— Your objective —
Reproduce the rows below word for word, leaving out the picture.

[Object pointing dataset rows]

※ ※ ※

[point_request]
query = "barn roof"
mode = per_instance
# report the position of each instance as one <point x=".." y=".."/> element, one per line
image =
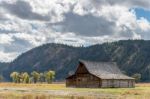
<point x="104" y="70"/>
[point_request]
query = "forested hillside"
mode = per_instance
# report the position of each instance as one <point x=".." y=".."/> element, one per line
<point x="131" y="56"/>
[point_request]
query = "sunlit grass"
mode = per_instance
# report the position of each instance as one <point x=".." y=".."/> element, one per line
<point x="40" y="91"/>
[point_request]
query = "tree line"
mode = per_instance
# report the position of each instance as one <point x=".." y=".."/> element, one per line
<point x="33" y="77"/>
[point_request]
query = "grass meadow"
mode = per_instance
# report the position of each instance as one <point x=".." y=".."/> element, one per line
<point x="59" y="91"/>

※ ※ ※

— Result of this exercise —
[point_request]
query = "barn roof"
mode = per_instance
# report the position of each instance as one <point x=".." y=".."/> element, one per line
image =
<point x="104" y="70"/>
[point_request]
query = "forested hillside"
mode = per_instance
# report the position of each instance as one <point x=".." y=".."/> element, one per line
<point x="131" y="56"/>
[point_request]
query = "sunlit grass"
mode = per_instance
# report the position of each instance as one <point x=".." y=".."/> element, one per line
<point x="40" y="91"/>
[point_request]
query = "tree line"
mode = per_instance
# report the position of each instance as one <point x=".." y=".."/> element, one per line
<point x="33" y="77"/>
[point_request]
query = "grass meadow"
mode = per_instance
# report the position of each instance as one <point x=".." y=".."/> element, one per line
<point x="59" y="91"/>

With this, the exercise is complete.